• REQUIRED TASK A: Rewrite the FastAPI article between "Feb 28, 2023" and "easy to Dockerize it and deploy it to Kubernetes for production.", inclusive, using "web API" in place of "REST API".
• REQUIRED TASK B: In the FastAPI article, what does FastAPI use to automatically do validation and generate interactive OpenAPI docs?

• TEXT SECTION:

######

FastAPI for ML inference

How to use FastAPI for machine learning inference, Docker-ized and deployed using Kubernetes

Feb 28, 2023 5 min read

TL;DR

FastAPI is a great way to quickly get a REST API running in development for machine learning model inference.
It’s easy to Dockerize it and deploy it to Kubernetes for production.
It uses Python types to automatically do validation and generate OpenAPI docs that are interactive.
Here’s a demo repo: BrianSigafoos/docker-fastapi-ml-inference that should be fully working locally and is deployable to Kubernetes as well
It easy to follow security best practices for Kubernetes, including running as a non-root user on an immutable file system

Why FastAPI?

FastAPI is fast to build, iterate, and deploy. It uses Python types to automatically do validation and generate OpenAPI docs that are interactive. For machine learning model inference, it’s a great way to quickly get a REST API running in development. It’s also easy and fast to Dockerize it and deploy it to Kubernetes for production.

The power of Python type hints

From the FastAPI docs:

By declaring parameters with type hints, you get:

Editor support
Type checks

And FastAPI uses the same declarations to:

Define requirements: request path parameters, query parameters, etc.
Convert data: from the request to the required type
Validate data: coming from each request:
Generate automatic errors returned to the client when the data is invalid.
Document the API using OpenAPI in an interactive UI, ie no need for Postman, just use your browser to test the API

FastAPI setup

Check our main.py in the demo repo here for this example of setting up FastAPI with a redirect to the auto-built /docs.

Plus 2 simple health check endpoints, one for the load balancer and one for the app.

import os
from datetime import datetime, timezone

from fastapi import FastAPI
from starlette.responses import RedirectResponse

from app.env import load_env_vars

app = FastAPI()

load_env_vars()

booted_at = {}


@app.on_event("startup")
def startup_event():
    booted_at["time"] = datetime.now(timezone.utc)


# Redirect base url to /docs
@app.get("/")
def redirect_to_docs():
    return RedirectResponse(url="/docs")

# ...

@app.get("/health_check")
def health_check():
    return {
        "aws_region": os.environ.get("AWS_REGION"),
        "booted_at": booted_at.get("time"),
        "health": "OK",
        "k8s_env": os.environ.get("K8S_ENV"),
        "python_env": os.environ["PYTHON_ENV"],
        "titanic_model_version": TITANIC_MODEL_VERSION,
        "version": os.environ.get(
            "APP_REVISION", "Missing $APP_REVISION env var, not set"

######

• Location annotation dataset excerpts:
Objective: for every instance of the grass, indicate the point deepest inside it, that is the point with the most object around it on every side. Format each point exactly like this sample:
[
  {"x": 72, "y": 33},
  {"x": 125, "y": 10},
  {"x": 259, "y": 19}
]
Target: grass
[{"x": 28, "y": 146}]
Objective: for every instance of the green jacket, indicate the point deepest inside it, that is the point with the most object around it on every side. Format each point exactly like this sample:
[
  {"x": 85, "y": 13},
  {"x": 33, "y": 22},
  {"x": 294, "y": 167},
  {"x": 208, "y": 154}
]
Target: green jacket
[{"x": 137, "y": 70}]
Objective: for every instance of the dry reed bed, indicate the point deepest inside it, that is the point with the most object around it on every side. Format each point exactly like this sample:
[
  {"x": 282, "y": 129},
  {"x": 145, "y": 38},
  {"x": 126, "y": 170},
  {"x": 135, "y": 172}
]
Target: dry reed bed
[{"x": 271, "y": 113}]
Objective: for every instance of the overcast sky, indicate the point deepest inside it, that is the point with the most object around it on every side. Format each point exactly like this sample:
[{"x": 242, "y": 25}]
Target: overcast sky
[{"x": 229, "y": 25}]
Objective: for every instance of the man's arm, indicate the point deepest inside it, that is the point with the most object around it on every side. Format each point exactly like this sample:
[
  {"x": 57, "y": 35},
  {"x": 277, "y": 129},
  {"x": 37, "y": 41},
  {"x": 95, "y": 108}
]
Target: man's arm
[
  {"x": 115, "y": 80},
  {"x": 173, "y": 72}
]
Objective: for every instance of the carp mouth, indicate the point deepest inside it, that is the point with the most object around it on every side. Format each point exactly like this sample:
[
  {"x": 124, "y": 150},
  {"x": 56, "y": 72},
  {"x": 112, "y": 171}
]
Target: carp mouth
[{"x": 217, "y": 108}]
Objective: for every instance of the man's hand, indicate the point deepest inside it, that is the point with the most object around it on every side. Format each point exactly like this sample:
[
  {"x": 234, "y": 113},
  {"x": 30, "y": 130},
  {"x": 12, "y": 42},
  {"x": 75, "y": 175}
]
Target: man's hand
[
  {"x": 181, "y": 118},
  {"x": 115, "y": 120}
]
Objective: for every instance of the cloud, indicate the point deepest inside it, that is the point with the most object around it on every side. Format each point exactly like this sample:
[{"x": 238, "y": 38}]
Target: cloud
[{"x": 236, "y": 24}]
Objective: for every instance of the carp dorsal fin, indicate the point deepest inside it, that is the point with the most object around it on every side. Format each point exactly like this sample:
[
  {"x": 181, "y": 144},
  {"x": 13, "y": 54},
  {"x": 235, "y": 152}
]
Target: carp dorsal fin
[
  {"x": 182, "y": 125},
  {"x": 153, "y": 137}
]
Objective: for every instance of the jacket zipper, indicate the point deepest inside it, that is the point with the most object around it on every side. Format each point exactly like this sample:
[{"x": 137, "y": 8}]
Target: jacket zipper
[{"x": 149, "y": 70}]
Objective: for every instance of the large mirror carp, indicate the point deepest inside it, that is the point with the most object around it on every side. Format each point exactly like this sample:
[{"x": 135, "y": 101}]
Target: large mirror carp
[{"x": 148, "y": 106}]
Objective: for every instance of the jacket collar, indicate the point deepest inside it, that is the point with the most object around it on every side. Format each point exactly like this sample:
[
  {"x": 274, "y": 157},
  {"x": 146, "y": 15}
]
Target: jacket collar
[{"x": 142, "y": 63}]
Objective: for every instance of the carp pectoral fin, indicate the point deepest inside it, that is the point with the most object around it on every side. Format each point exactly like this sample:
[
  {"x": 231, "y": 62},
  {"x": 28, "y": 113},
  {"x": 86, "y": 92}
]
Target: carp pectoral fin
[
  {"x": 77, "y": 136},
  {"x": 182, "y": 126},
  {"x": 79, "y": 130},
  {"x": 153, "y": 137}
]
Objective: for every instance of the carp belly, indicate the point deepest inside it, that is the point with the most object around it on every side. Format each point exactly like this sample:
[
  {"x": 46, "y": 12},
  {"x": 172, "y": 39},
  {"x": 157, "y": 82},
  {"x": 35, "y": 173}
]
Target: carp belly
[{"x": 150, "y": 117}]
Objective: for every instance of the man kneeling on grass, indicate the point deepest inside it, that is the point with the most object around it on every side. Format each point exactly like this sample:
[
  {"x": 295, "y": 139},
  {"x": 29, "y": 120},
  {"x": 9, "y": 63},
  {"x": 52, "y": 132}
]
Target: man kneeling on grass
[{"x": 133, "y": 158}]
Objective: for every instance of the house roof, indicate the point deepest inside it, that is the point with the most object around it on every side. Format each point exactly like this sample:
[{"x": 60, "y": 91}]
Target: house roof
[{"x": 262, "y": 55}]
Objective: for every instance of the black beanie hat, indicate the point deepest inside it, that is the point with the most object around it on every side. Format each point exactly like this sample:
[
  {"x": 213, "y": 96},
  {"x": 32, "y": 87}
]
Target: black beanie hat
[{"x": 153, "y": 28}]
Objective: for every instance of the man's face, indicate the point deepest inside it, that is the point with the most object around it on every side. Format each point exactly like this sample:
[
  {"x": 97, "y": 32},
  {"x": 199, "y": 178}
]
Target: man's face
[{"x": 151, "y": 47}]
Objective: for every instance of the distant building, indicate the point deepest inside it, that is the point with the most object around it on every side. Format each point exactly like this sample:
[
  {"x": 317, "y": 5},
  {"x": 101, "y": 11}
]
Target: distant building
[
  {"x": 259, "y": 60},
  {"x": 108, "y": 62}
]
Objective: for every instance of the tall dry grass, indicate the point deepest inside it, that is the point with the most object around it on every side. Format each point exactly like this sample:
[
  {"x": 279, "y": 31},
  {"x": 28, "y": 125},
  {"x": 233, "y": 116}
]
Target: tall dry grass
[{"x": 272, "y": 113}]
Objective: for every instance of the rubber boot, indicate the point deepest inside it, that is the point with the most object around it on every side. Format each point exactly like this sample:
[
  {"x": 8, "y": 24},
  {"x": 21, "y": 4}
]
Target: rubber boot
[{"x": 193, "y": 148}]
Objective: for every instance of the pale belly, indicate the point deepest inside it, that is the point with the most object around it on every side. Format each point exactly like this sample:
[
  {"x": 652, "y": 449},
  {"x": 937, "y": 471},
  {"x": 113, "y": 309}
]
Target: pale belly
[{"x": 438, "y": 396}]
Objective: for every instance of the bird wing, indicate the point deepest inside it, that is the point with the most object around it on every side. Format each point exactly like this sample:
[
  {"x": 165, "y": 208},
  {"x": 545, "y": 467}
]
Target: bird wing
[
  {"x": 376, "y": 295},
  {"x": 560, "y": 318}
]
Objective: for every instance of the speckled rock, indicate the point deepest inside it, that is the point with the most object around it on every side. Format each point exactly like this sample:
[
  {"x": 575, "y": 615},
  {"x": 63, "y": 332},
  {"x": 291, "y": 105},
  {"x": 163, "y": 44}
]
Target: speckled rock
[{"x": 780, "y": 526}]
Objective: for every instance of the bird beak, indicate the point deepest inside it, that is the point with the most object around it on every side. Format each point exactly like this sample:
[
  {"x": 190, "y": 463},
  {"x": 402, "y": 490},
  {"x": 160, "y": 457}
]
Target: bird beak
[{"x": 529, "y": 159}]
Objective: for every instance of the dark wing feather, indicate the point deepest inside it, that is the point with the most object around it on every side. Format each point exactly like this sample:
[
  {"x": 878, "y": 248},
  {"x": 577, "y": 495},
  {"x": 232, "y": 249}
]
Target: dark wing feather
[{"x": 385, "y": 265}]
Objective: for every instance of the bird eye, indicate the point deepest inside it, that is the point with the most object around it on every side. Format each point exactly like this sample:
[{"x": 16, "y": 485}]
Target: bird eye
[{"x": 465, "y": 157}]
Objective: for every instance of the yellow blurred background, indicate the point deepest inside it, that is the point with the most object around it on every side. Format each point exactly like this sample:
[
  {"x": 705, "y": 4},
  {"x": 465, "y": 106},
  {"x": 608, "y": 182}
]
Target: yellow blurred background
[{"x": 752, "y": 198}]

######

• TASK RESULT A:
Feb 28, 2023 5 min read

TL;DR

FastAPI is a great way to quickly get a web API running in development for machine learning model inference.
It’s easy to Dockerize it and deploy it to Kubernetes for production.

• TASK RESULT B: Python types.